▶ **CONSIGNE A**
Renvoyez toutes les lignes qui contiennent la chaîne « feathers », en tenant compte de la casse.

▶ **EXTRAIT PROPOSÉ**
★ ★ ★
Telles sont, par exemple, les « pierres sacrées », qu’en Nouvelle-Calédonie et en beaucoup d’autres endroits, on croit indispensables au succès des cultures. Leur forme rappelle de plus ou moins près celle du tubercule de taro, de la patate douce, etc., dont on désire une récolte abondante. Au moment des semailles, on les plante dans les champs en grande cérémonie. La moisson faite, on les enlève et on les met soigneusement en réserve jusqu’à la saison suivante. Leur force mystique se communique à la terre des champs, aux plantes qui y poussent, et elle les fait fructifier.

(A. P., pages 17-18.)

Puissance magique des armes.

Les armes dont on se sert à la guerre sont fabriquées avec tout le soin dont les indigènes sont capables : elles témoignent souvent d’une grande ingéniosité qui les rend redoutables et meurtrières. Mais leur efficacité ne tient pas seulement, ni surtout, à leurs qualités visibles et matérielles. Elle dépend essentiellement de la vertu mystique qui leur aura été conférée par des « médecines » ou par des opérations magiques. Aussi les armes d’un guerrier sont-elles sacrées. Souvent personne n’ose y toucher que lui. On les entoure, en temps de paix, de mille précautions, pour y concentrer et y maintenir l’influence magique qui leur assurera la victoire.
★ ★ ★
▶ **DONNÉES AFFICHÉES**
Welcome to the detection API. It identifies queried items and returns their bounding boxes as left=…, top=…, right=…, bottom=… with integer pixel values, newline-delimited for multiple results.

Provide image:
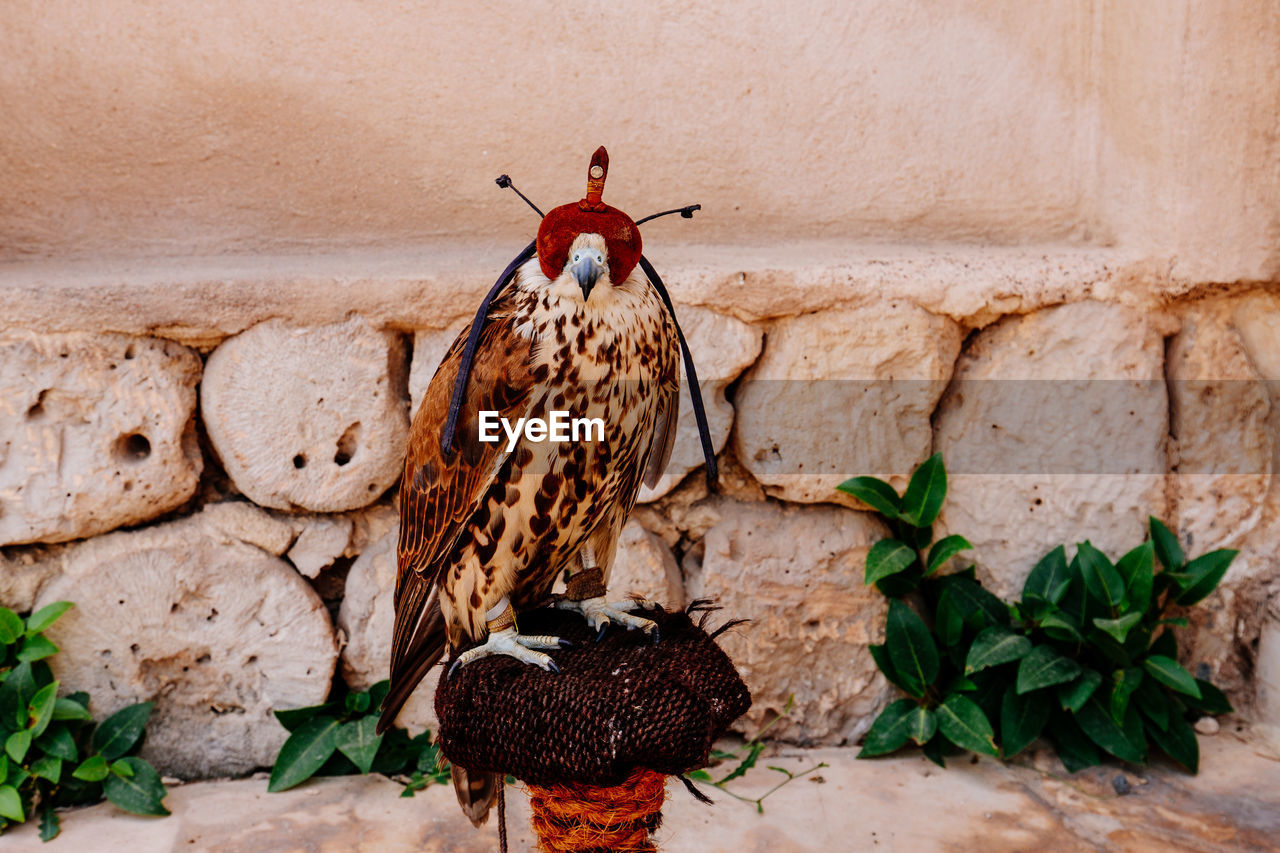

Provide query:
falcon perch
left=379, top=147, right=714, bottom=825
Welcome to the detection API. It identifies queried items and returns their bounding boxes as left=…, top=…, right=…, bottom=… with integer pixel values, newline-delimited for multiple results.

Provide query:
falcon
left=379, top=147, right=716, bottom=826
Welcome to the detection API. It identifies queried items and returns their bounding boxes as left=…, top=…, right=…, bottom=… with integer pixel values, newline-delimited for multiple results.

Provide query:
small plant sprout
left=838, top=455, right=1236, bottom=774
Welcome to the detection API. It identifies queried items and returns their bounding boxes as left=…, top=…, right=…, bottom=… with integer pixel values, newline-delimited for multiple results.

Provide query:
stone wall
left=0, top=0, right=1280, bottom=776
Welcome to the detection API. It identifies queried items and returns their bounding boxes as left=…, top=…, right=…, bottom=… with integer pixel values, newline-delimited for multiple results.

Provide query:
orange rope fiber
left=527, top=768, right=667, bottom=853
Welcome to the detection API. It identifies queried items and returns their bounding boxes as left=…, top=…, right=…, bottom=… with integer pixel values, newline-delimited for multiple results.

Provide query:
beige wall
left=0, top=0, right=1280, bottom=280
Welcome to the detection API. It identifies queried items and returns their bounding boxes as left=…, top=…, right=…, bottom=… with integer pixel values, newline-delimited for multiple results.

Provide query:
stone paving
left=0, top=726, right=1280, bottom=853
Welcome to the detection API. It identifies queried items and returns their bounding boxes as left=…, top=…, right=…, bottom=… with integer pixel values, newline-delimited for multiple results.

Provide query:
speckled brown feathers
left=380, top=252, right=680, bottom=727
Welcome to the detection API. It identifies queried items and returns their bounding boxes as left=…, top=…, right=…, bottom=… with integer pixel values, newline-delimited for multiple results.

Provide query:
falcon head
left=538, top=145, right=641, bottom=301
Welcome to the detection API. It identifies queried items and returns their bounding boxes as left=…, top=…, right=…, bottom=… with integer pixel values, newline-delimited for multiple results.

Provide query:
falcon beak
left=568, top=254, right=604, bottom=301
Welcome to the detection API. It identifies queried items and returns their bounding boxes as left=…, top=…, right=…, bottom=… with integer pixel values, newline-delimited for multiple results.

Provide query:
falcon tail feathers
left=378, top=601, right=448, bottom=734
left=449, top=765, right=504, bottom=827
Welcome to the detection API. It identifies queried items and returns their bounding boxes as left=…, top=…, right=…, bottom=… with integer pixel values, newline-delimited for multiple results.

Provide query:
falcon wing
left=378, top=291, right=536, bottom=731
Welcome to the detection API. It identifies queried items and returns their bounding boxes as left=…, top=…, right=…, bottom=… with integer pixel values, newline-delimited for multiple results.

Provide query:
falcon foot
left=444, top=626, right=572, bottom=678
left=556, top=596, right=658, bottom=643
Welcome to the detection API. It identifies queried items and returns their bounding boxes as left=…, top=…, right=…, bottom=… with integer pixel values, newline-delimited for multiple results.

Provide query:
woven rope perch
left=435, top=602, right=751, bottom=853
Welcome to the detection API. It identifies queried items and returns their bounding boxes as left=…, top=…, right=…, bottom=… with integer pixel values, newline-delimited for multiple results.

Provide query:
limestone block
left=338, top=530, right=442, bottom=733
left=1254, top=599, right=1280, bottom=758
left=934, top=302, right=1169, bottom=597
left=609, top=521, right=686, bottom=610
left=0, top=546, right=59, bottom=613
left=408, top=323, right=466, bottom=418
left=36, top=505, right=338, bottom=777
left=733, top=301, right=960, bottom=506
left=0, top=330, right=202, bottom=546
left=285, top=516, right=352, bottom=578
left=639, top=305, right=762, bottom=503
left=686, top=503, right=890, bottom=744
left=201, top=316, right=408, bottom=512
left=1165, top=302, right=1276, bottom=553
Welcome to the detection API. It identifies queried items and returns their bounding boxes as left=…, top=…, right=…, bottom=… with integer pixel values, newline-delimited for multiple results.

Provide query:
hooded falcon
left=379, top=147, right=700, bottom=825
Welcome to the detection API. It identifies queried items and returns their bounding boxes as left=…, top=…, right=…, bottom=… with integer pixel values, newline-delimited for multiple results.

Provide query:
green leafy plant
left=266, top=680, right=449, bottom=797
left=685, top=695, right=828, bottom=815
left=838, top=455, right=1236, bottom=772
left=0, top=601, right=169, bottom=841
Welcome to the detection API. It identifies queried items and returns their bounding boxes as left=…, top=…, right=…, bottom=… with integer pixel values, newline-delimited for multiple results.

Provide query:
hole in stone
left=115, top=433, right=151, bottom=462
left=27, top=388, right=49, bottom=420
left=333, top=420, right=360, bottom=467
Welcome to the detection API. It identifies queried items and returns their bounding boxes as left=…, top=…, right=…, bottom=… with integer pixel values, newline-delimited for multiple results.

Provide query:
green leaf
left=1142, top=654, right=1201, bottom=699
left=858, top=699, right=920, bottom=758
left=1175, top=548, right=1240, bottom=607
left=1187, top=679, right=1235, bottom=713
left=942, top=574, right=1009, bottom=630
left=1111, top=666, right=1142, bottom=724
left=901, top=453, right=947, bottom=528
left=1149, top=713, right=1199, bottom=774
left=933, top=589, right=964, bottom=648
left=40, top=806, right=63, bottom=841
left=884, top=598, right=938, bottom=695
left=27, top=681, right=58, bottom=735
left=1133, top=679, right=1170, bottom=731
left=72, top=756, right=111, bottom=781
left=906, top=704, right=938, bottom=747
left=1076, top=542, right=1124, bottom=611
left=0, top=607, right=23, bottom=646
left=0, top=662, right=40, bottom=729
left=1000, top=684, right=1053, bottom=758
left=18, top=634, right=58, bottom=662
left=1048, top=713, right=1102, bottom=774
left=1151, top=629, right=1178, bottom=660
left=1075, top=693, right=1147, bottom=763
left=266, top=717, right=342, bottom=793
left=1039, top=611, right=1084, bottom=643
left=1147, top=516, right=1187, bottom=571
left=1116, top=542, right=1156, bottom=612
left=863, top=539, right=915, bottom=587
left=31, top=756, right=63, bottom=785
left=924, top=533, right=973, bottom=575
left=36, top=726, right=79, bottom=761
left=964, top=625, right=1032, bottom=675
left=1093, top=611, right=1142, bottom=643
left=271, top=702, right=343, bottom=731
left=920, top=731, right=948, bottom=770
left=92, top=702, right=155, bottom=761
left=1018, top=646, right=1080, bottom=693
left=102, top=756, right=169, bottom=816
left=4, top=729, right=31, bottom=765
left=934, top=693, right=1000, bottom=756
left=867, top=643, right=906, bottom=690
left=0, top=785, right=27, bottom=824
left=27, top=601, right=76, bottom=635
left=54, top=695, right=93, bottom=720
left=337, top=712, right=383, bottom=774
left=1057, top=666, right=1102, bottom=711
left=1023, top=546, right=1071, bottom=605
left=836, top=476, right=902, bottom=519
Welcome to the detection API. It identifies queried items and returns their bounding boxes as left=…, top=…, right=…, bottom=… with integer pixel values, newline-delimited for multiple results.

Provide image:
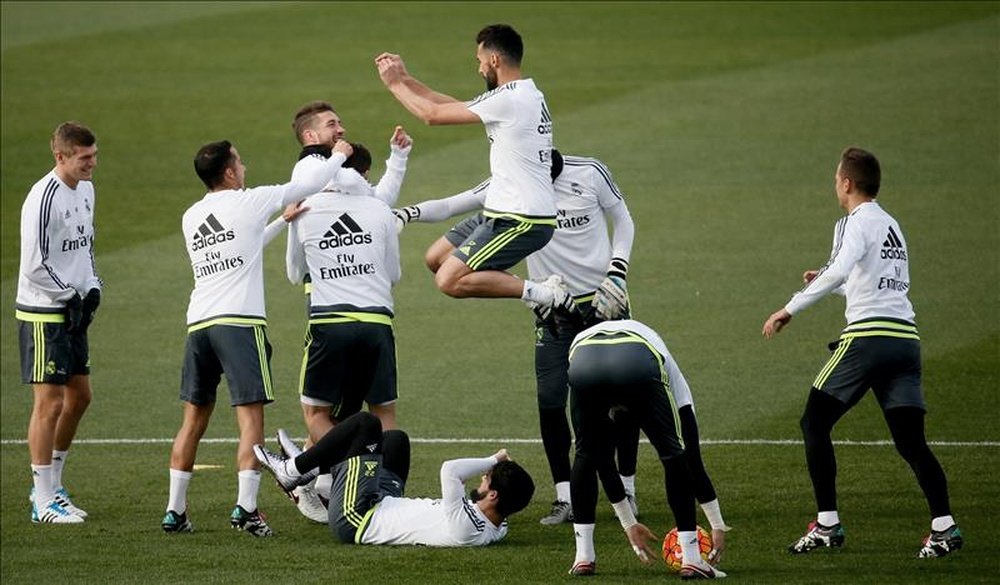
★ ★ ★
▶ **CONSIGNE B**
Répondez à ces questions sur l'extrait, en reprenant les mêmes repères.
(i) À quel moment plante-t-on les pierres sacrées dans les champs ?
(ii) Que fait-on de ces pierres une fois la moisson faite ?
(iii) De quoi dépend essentiellement l'efficacité des armes ?

▶ **RÉSULTAT DE L'EXERCICE A**
speckled brown feathers
falcon tail feathers

▶ **RÉSULTAT DE L'EXERCICE B**
(i) Au moment des semailles, en grande cérémonie.
(ii) On les enlève et on les met soigneusement en réserve jusqu'à la saison suivante.
(iii) De la vertu mystique qui leur aura été conférée par des « médecines » ou par des opérations magiques.